Aim of the task ::
Lay out the items below as one JSON list of strings, with each line as its own string and blank lines omitted.

Material for the task ::
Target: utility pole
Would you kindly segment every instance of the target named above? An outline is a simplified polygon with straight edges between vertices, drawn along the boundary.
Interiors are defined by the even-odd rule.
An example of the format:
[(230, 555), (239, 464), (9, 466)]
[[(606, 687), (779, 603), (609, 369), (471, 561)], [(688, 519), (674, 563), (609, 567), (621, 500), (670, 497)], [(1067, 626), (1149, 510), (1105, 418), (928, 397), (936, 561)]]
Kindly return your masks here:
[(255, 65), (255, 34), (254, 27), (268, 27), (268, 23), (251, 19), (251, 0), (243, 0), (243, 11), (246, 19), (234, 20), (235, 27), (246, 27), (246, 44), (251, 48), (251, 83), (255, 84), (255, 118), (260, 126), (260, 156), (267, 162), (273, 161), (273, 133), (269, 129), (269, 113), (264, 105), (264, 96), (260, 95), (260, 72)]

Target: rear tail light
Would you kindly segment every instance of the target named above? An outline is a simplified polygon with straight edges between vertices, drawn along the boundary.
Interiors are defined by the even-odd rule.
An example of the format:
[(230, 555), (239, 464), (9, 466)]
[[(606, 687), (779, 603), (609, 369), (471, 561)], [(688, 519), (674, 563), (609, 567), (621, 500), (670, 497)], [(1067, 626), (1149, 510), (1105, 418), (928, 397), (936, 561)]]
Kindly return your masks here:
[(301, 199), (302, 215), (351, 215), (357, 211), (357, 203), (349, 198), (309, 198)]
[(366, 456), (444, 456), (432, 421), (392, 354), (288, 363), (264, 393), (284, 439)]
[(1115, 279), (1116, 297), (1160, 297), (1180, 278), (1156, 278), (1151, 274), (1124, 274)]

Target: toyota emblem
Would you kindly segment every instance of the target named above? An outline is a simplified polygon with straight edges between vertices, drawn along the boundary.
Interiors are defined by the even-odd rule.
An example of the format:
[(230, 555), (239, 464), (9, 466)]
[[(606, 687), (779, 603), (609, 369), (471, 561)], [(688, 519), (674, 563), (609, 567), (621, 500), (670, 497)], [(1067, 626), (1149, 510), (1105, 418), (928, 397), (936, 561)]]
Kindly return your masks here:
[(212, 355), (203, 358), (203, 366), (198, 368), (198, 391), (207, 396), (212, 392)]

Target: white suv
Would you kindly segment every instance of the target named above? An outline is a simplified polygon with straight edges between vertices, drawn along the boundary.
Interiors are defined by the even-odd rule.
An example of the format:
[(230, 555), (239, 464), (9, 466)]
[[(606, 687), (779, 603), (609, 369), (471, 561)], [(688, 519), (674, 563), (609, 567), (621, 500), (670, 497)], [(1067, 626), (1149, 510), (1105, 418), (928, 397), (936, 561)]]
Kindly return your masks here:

Result of this exercise ::
[
  "Target: utility pole",
  "Would you kindly segment every instance of the target named above? An outline is a simplified polygon with straight edges between vertices, drawn along the boundary.",
  "Interiors are defined by the even-odd rule.",
  "An example of the format:",
  "[(230, 555), (239, 464), (9, 466)]",
  "[[(606, 687), (779, 603), (609, 369), (471, 561)], [(688, 519), (674, 563), (609, 567), (621, 500), (670, 497)], [(1067, 626), (1149, 510), (1105, 418), (928, 397), (936, 561)]]",
  "Kindly return your masks here:",
  "[(255, 65), (255, 34), (254, 27), (268, 27), (268, 23), (251, 19), (251, 0), (243, 0), (243, 11), (246, 19), (234, 20), (235, 27), (246, 27), (246, 44), (251, 48), (251, 83), (255, 84), (255, 118), (260, 126), (260, 156), (267, 162), (273, 161), (273, 133), (269, 129), (269, 113), (264, 105), (264, 96), (260, 95), (260, 72)]",
  "Target: rear tail light",
  "Would you kindly segment every instance of the target named above? An outline is a simplified polygon with straight edges between vertices, drawn along the boundary.",
  "Interiors are defined by the even-odd rule.",
  "An example of the format:",
  "[(230, 555), (239, 464), (9, 466)]",
  "[[(606, 687), (779, 603), (609, 369), (471, 561)], [(688, 519), (674, 563), (609, 567), (621, 500), (670, 497)], [(1067, 626), (1149, 510), (1105, 418), (928, 397), (936, 561)]]",
  "Kindly return your masks here:",
  "[(301, 199), (302, 215), (351, 215), (357, 211), (357, 203), (349, 198), (309, 198)]",
  "[(366, 456), (444, 456), (432, 421), (392, 354), (288, 363), (264, 393), (284, 439)]",
  "[(1115, 279), (1116, 297), (1160, 297), (1180, 278), (1156, 278), (1151, 274), (1124, 274)]",
  "Target: toyota emblem",
  "Would you kindly segment every instance of the target named above? An outline is a simplified polygon with straight edges between vertices, drawn along the boundary.",
  "Interiors are defined by the even-odd rule.",
  "An example of the format:",
  "[(230, 555), (239, 464), (9, 466)]",
  "[[(606, 687), (779, 603), (609, 369), (471, 561)], [(688, 519), (674, 563), (609, 567), (621, 500), (670, 497)], [(1067, 626), (1149, 510), (1105, 418), (928, 397), (936, 561)]]",
  "Kindly return your masks here:",
  "[(212, 355), (203, 358), (203, 366), (198, 368), (198, 391), (207, 396), (212, 392)]",
  "Target: white suv",
  "Would you kindly segment every instance of the target named above? An outline is a simplified polygon with straight edges between vertices, drawn along the boundary.",
  "Interiors are defined by the even-odd rule.",
  "An example of the format:",
  "[(230, 555), (239, 464), (9, 466)]",
  "[[(606, 687), (779, 603), (609, 369), (471, 561)], [(688, 519), (674, 563), (609, 567), (621, 500), (670, 497)], [(1067, 626), (1149, 510), (1105, 418), (928, 397), (936, 561)]]",
  "Kindly return your masks here:"
]